RECORDS SHOWN:
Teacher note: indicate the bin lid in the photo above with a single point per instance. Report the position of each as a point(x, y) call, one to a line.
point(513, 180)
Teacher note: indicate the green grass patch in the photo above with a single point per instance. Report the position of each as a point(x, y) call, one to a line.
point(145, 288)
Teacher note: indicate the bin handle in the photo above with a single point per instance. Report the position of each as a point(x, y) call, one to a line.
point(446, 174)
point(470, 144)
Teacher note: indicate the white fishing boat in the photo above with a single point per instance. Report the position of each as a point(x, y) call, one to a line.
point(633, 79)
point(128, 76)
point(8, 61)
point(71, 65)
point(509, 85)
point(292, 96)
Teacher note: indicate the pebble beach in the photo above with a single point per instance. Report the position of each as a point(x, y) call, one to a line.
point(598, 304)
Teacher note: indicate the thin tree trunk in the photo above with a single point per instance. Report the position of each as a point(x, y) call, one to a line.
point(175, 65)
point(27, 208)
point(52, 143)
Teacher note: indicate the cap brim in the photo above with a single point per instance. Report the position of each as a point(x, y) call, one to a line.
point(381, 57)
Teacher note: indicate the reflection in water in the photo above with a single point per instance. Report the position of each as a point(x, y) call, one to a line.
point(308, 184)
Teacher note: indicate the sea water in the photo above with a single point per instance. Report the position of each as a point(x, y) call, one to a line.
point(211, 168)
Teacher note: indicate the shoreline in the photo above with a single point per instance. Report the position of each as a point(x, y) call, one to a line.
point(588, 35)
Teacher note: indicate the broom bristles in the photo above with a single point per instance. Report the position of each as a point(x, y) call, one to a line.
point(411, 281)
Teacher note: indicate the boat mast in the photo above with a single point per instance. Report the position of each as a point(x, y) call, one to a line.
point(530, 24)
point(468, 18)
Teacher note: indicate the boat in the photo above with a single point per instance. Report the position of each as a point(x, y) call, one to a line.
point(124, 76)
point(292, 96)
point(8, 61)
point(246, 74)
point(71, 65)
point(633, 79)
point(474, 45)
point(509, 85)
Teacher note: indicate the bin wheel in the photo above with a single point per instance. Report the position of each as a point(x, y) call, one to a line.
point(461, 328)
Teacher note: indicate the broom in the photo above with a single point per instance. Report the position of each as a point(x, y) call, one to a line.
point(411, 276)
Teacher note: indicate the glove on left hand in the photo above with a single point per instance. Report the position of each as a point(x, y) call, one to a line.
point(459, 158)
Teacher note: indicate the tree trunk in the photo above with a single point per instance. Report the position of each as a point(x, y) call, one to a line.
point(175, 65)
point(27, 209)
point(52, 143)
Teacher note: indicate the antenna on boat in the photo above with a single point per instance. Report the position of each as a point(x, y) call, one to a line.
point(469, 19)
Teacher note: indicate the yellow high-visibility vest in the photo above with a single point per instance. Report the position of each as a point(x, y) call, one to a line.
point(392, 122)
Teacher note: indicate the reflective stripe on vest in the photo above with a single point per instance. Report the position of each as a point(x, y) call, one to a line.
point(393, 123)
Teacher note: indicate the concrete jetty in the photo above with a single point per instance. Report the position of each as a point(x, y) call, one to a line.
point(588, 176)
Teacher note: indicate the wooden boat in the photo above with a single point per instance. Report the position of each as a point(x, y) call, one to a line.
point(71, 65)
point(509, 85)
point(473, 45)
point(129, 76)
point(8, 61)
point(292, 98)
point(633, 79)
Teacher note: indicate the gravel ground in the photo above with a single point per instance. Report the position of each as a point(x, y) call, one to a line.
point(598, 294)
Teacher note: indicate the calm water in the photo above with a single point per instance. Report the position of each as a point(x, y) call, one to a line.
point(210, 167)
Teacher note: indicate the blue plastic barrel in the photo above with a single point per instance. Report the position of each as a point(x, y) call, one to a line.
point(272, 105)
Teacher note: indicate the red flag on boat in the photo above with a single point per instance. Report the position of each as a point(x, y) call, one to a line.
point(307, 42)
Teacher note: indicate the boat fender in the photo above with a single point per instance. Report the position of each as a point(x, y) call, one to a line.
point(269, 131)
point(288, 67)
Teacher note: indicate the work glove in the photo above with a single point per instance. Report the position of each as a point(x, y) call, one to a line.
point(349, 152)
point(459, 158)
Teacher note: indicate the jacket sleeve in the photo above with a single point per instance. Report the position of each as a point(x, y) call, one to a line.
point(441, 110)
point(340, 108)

WHAT THE EXERCISE ASKS: All of the material above needs to be copied exactly.

SOLUTION:
Teacher note: indicate the bin lid in the photo above with a single point per instance. Report the position of each as a point(x, y) call, one to a line.
point(513, 180)
Teacher note: indicate the green grass patch in the photo above with a single point per instance. Report the position of each as a point(x, y) call, one to a line.
point(145, 288)
Teacher note: indicate the bin handle in the photo above with a single point per instance. Report the position of each as a point(x, y) call, one to a line.
point(446, 174)
point(470, 144)
Teacher note: indicate the white fishing boat in the photo above with a single point per instance. Report the position of each as a point(x, y) call, one to a line.
point(633, 79)
point(128, 76)
point(8, 61)
point(71, 65)
point(509, 85)
point(292, 96)
Teacher note: indicate the pebble beach in the photo above with a single point per instance. Report the position of each as a point(x, y) call, one to a line.
point(598, 304)
Teacher note: indicate the thin tree trunk in the photo above with a single point per instance. Report the position of each as a point(x, y) call, one to a line.
point(175, 65)
point(27, 208)
point(52, 143)
Teacher note: indicate the cap brim in the photo above with a single point per instance. Report the position of each as a point(x, y) call, one to a line.
point(381, 57)
Teacher note: indicate the reflection in water in the photo above with a single point per instance. Report the position of each as a point(x, y) call, one to a line.
point(308, 184)
Teacher note: indicate the sea water in the photo above with a single point per instance. Report the position of each as a point(x, y) call, one to a line.
point(211, 168)
Teacher note: indicate the shoreline in the photo above with a single point per instance. Report the position of each as a point(x, y) call, one to a line.
point(588, 35)
Teacher note: indicate the broom bristles in the photo above with a single point per instance. Report the position of each as a point(x, y) call, one to a line.
point(411, 281)
Teacher note: indicate the boat mast in the photo above with a single point per instance. Report the position of each as a point(x, y) call, one to a line.
point(530, 24)
point(468, 18)
Teacher note: indicate the boat in the photo above with a single point per instance. Report the position of each as a point(x, y) call, one to a line.
point(124, 76)
point(292, 96)
point(8, 61)
point(246, 74)
point(71, 65)
point(633, 79)
point(474, 45)
point(509, 85)
Teacher note: indicate the bin wheel in the photo above with a single point per instance. Report the position of each as a point(x, y) call, one to a line.
point(461, 328)
Teacher note: indicate the broom in the photo above with a single point per instance. Report the position of each as a point(x, y) call, one to a line.
point(411, 276)
Teacher note: indicate the glove on left hand in the photo above with a single point per instance. Report the position of each as a point(x, y) call, one to a line.
point(459, 158)
Teacher note: indicate the tree trunk in the photo above with a single point per instance. Report the position of each as a point(x, y) call, one to a line.
point(175, 65)
point(27, 209)
point(52, 143)
Teacher note: indicate the antenna on boat in the photo above with a single point per instance. Report the position of each as a point(x, y) call, one to a line.
point(469, 19)
Teacher note: indicate the yellow high-visibility vest in the photo above with a single point per instance. Report the position of each as a point(x, y) call, one to a line.
point(392, 122)
Teacher note: indicate the reflective stripe on vest in the photo above with a single point per instance. Report the position of each as a point(x, y) call, one to a line.
point(393, 123)
Teacher note: indicate the concrete jetty in the photo above with a single point per instance. Report the position of each as a point(x, y) call, one to a line.
point(588, 176)
Teacher note: indicate the wooden boat in the photo above with a single point per instance. Report the position of each as a point(x, y) call, one to a line.
point(71, 65)
point(509, 85)
point(473, 45)
point(129, 76)
point(8, 61)
point(292, 98)
point(633, 79)
Teacher note: indicate the gravel ground in the photo above with a single point per instance. Report the position of each as a point(x, y) call, one to a line.
point(598, 294)
Teacher note: indicate the calm water in the photo above with a single point per instance. Report the position of each as a point(x, y) call, one to a line.
point(210, 167)
Teacher note: indicate the blue plastic barrel in the photo above with a single point per instance. Report the position of each as a point(x, y) call, one to a line.
point(272, 105)
Teacher note: indicate the red flag on boat in the photo above with a single point per instance. Report the position of each as a point(x, y) call, one to a line.
point(307, 42)
Teacher note: indicate the boat fender in the photo above with a single point per instance. Report the position of each as a point(x, y) call, one to a line.
point(269, 131)
point(288, 67)
Teacher note: indicate the work glove in the photo above with a single point per instance. Report the position of each as a point(x, y) call, one to a line.
point(349, 152)
point(459, 158)
Teacher note: indicate the jacket sleeve in the photo above with a single point per instance. Report the position of each as a point(x, y) call, one to a line.
point(441, 110)
point(340, 108)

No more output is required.